Selected extract:
--------------------

Welcome to my Substack, Change Everything
New thinking in politics, science, history and books from Natalie Bennett
Substack is "the next new thing" in democratic communication, says the Guardian. Certainly, I’m finding the email newsletter format, which sits in your inbox waiting for a convenient moment, a good way to find the useful and interesting in our immensely rich world of content. And I’m delighted to see it being deployed in the revival of quality local journalism by The Tribune (Sheffield), The Mill (Manchester), The Post (Liverpool) and The Dispatch (Birmingham). Linking to an amazing collection of already 15,000 podcasts, I am naturally a New Books Network subscriber, and with my interest in the human microbiome, Gut Feelings with Prof Tim Spector is an obvious click. And Politico’s London Playbook is how I, and much of Westminster, start the day.
So what’s going to be in my Substack?
I say, tongue in cheek, that I operate with an Agile management system, otherwise known as dealing with the daily deluge of parliamentary, political and, increasingly, publishing work by doing what’s most urgent, important or - sometimes - fun. I don’t use energy worrying about what I haven’t done. I don’t write lists or have neatly ranked priorities. Just producing those would take time when I could be doing things. And politics now is so much about “events my dear boy, events, any list would be overtaken before the ink dried.
So this newsletter will no doubt be an evolving organism, if hopefully one with a bit more shape than a Xenoturbella (click on pic above for explanation). But I think there’s going to be one piece of original “thought”, maybe about politics or the work I am doing on my second book (of which more anon) each edition. There’s going to be a “best of the week” list of recommendations. (Because there’s so much amazing stuff out there that deserves to be highlighted.) The newsletter will come out once a week, more or less. (Promise I’m not going to spam you.)
And there’s bound to be news on my forthcoming first book Change Everything: How We Can Rethink, Repair and Rebuild Our Society, which I can reveal …. 🥁 …. will be out on March 21. You can pre-order now (from £5.99 for the ebook). Want more sense of what it is about? See here.
Thinking wellbeing
In noting the end of the What Works Wellbeing unit, James Kirkup In The Times (£) has done a service in highlighting the way the UK is heading in the opposite direction to many healthier, happier nations. As Kirkup identifies, while national debate is focusing on tax changes to increase the wealth of a few, what we really need are routes to healthier lives, places and communities.

--------------------

Problem details: Could you continue the Substack welcome post, starting right after its last sentence?

(Source data)
--------------------

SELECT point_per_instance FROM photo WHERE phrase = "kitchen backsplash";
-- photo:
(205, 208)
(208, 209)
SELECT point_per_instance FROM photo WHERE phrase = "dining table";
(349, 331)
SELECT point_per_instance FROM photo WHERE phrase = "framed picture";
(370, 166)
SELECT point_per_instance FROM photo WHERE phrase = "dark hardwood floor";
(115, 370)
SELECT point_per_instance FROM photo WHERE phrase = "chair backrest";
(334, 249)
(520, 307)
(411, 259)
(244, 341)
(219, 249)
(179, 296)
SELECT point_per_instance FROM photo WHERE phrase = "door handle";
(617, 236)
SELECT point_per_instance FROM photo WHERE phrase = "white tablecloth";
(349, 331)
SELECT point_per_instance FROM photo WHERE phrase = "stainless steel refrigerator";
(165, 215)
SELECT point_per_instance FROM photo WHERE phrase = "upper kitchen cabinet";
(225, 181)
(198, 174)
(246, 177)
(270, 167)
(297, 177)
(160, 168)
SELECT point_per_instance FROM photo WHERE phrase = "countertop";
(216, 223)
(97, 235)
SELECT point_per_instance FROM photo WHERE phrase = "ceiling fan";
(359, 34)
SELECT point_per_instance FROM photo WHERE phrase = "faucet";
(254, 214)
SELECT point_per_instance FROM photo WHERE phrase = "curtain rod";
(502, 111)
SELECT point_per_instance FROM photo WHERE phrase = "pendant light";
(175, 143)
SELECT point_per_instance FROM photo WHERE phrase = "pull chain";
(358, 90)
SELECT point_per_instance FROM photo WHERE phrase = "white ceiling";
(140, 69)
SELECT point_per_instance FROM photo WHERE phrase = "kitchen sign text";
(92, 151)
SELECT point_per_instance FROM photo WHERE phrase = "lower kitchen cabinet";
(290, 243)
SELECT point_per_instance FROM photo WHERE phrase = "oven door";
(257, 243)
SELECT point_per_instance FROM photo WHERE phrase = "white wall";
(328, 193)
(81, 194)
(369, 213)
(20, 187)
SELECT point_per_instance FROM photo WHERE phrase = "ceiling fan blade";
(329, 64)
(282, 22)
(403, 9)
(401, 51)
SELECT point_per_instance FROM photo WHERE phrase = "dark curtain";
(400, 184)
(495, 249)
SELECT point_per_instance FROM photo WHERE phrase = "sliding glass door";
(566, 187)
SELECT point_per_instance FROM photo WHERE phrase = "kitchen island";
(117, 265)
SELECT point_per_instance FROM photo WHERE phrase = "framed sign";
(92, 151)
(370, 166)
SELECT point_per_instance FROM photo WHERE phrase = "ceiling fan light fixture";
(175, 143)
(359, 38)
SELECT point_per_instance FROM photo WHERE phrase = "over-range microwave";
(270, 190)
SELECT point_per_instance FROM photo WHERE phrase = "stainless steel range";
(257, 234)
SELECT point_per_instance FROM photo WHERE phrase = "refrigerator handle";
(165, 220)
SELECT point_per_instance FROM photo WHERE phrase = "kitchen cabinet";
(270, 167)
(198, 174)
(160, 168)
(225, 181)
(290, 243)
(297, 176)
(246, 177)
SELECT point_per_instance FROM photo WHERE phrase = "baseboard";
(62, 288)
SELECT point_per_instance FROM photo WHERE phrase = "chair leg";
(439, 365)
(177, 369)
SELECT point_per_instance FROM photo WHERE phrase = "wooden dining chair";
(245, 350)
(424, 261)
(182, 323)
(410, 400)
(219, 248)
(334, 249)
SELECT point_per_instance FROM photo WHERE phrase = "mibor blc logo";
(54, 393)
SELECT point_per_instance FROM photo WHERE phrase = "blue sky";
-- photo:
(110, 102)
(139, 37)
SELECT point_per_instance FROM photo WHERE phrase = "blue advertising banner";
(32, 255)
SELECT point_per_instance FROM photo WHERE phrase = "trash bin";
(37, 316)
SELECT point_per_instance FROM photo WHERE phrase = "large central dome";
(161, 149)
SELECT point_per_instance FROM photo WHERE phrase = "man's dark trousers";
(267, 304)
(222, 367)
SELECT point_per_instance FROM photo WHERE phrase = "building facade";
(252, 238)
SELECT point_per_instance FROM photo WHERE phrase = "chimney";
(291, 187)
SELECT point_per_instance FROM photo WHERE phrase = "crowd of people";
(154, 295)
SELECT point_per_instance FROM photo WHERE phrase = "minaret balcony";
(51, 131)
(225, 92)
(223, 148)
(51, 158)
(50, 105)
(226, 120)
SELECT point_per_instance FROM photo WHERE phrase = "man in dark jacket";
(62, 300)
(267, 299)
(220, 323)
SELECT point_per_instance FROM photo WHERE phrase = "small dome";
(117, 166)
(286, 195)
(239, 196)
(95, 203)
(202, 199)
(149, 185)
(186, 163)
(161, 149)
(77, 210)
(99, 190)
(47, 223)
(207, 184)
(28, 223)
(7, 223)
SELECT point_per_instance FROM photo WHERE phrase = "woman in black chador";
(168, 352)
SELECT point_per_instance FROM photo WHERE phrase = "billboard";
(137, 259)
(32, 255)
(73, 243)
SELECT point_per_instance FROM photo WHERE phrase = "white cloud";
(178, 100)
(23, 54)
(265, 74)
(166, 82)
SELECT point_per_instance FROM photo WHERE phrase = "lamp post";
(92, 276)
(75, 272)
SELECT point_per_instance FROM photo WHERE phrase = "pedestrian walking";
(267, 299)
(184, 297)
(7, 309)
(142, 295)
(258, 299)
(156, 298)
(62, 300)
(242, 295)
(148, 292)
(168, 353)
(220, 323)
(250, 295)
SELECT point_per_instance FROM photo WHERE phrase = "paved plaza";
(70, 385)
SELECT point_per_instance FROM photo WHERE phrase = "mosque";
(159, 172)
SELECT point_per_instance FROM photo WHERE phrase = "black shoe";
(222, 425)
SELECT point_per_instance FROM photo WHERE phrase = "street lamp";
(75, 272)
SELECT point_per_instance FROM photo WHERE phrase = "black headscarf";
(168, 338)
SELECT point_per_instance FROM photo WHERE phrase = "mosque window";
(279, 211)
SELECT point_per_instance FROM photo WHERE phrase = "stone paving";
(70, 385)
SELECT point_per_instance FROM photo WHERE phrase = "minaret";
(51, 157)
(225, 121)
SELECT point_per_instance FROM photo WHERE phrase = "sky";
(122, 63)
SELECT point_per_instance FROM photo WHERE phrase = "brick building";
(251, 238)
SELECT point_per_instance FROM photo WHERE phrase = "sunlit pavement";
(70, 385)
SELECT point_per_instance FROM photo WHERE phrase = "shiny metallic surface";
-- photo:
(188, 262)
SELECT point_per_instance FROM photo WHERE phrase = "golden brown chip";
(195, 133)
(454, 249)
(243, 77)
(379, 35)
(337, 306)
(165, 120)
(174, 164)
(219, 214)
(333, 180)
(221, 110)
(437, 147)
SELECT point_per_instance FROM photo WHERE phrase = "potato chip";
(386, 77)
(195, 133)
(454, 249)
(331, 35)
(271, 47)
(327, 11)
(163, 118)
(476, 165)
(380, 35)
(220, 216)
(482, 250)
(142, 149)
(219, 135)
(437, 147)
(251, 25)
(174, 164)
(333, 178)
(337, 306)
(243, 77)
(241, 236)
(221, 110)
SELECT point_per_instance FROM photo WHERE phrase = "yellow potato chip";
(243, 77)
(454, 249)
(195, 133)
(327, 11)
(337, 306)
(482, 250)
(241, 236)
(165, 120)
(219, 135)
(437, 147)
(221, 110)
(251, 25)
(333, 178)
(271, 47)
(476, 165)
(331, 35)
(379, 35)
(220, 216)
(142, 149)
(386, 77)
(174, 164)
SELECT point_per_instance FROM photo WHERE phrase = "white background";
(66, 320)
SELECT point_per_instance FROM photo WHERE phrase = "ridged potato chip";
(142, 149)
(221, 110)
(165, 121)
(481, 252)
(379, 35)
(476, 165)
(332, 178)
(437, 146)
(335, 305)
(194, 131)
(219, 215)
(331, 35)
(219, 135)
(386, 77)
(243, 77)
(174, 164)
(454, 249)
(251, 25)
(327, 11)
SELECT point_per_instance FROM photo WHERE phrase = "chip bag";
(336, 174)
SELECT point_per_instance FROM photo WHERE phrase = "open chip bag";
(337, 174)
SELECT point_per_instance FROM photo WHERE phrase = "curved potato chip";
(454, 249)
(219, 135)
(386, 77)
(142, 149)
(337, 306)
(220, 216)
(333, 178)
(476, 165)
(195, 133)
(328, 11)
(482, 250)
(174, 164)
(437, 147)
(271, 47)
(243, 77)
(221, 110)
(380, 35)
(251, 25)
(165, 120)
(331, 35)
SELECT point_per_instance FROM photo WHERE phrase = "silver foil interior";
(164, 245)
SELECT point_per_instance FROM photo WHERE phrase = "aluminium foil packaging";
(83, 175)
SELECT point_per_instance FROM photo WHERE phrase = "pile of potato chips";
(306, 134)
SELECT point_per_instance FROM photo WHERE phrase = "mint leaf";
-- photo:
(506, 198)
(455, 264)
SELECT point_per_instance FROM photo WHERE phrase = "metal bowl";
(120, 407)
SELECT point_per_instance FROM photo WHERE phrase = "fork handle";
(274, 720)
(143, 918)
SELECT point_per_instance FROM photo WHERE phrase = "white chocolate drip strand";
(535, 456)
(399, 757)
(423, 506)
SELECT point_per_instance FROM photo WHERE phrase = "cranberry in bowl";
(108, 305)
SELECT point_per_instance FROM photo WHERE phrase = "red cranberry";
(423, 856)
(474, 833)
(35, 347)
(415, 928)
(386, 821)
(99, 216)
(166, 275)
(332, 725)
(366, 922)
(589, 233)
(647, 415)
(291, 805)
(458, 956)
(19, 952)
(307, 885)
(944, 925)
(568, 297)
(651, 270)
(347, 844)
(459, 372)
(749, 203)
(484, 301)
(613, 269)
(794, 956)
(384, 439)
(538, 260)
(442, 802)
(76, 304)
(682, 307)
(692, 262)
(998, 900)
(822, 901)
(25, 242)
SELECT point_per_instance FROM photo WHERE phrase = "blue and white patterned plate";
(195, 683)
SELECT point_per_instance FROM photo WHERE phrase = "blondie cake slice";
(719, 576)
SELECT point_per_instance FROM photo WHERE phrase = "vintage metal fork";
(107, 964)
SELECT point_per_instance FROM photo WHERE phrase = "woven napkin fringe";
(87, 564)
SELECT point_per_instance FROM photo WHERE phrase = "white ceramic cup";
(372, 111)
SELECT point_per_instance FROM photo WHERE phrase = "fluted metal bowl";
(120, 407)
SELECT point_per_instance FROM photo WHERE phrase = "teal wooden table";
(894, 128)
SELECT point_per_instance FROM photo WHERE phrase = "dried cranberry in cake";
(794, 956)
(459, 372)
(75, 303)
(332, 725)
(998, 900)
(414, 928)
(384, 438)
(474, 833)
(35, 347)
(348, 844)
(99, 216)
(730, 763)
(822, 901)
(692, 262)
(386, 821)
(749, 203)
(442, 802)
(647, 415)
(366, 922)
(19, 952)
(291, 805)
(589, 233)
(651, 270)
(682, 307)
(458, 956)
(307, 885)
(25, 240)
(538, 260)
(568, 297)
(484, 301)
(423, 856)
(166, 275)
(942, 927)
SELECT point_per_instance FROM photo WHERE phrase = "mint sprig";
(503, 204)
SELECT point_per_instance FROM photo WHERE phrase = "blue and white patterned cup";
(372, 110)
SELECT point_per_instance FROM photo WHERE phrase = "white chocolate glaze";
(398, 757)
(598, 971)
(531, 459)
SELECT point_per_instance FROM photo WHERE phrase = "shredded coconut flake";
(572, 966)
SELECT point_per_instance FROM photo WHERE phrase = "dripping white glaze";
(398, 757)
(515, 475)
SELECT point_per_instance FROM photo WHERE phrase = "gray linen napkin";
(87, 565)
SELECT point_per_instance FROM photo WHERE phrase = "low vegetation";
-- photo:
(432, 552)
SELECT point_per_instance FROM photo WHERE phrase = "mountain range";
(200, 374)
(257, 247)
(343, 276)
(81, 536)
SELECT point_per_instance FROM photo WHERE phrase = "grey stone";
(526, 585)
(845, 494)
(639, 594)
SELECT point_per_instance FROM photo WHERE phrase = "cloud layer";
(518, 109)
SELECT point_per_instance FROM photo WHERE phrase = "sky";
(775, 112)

--------------------

In response:
That's why tackling our broken food system and the overwhelming flood of ultra-processed food-like substances pushed by supermarkets, moving to a four-day working week as standard with no loss of pay, and promoting active travel, walking and cycling in re-greened urban spaces are issues that should be at the centre of political debate and effort. As should be genuine devolution of power and resources to local communities, not the performative inaction of the Levelling Up Act.
Kirkup is right too to focus on the plight of younger people. Loaded with unpayable student debt (now being extended beyond universities), facing the uncertain future of climate emergency and nature crisis, rethinking our schools and restoring free education and training should be front and centre for them.
I’m not a full-on fan of the “What Works” approach - it has a strong strand of positivism, of an assumption that social change can be treated like a hard science - just crunch the numbers and follow the results, when local communities are each different in social, economic and physical geography, and have creative potential to conclude “what works” for themselves.
But there is no doubt that the UK has a huge problem with continuing and expanding beyond successful pilot schemes for social interventions to actual delivery. There’s a lot of funding for pilots, but more than a decade of austerity, and decades of centralisation of power and resources in Westminster, means there’s precious little funding for longterm delivery of so many essential services.
BECAUSE it is that time of the year, I have also been writing other political reflections - on how we need to give up Victorian thinking about schools, prisons and welfare, for Left Foot Forward, and acknowledge the disastrous impacts of treating the planet as a mine and a dumping ground on Bright Green. (And on Yorkshire Bylines I looked back over a year in the House of Lords.)
Picks of the week
Reading
Bennelong & Phillip: A History Unravelled by Kate Fullagar: the reverse chronology of this dual biography of the first governor of the colony of New South Wales and the Aboriginal leader who was forced to deal with him is enlightening. One man dies in disappointment and isolation, the other respected at the centre of his complex social networks. And the order is not what you think. So much Australian history has been recovered in recent years; if you don’t follow blow-by-blow this is a good way to catch up with a lot of the new understanding. And if you’ve no connection to Australia, well you’ll get a new perspective on the British empire and the genocide it enacted on the continent. (There’s a useful reflection on the book on the brilliant Conversation.com website.)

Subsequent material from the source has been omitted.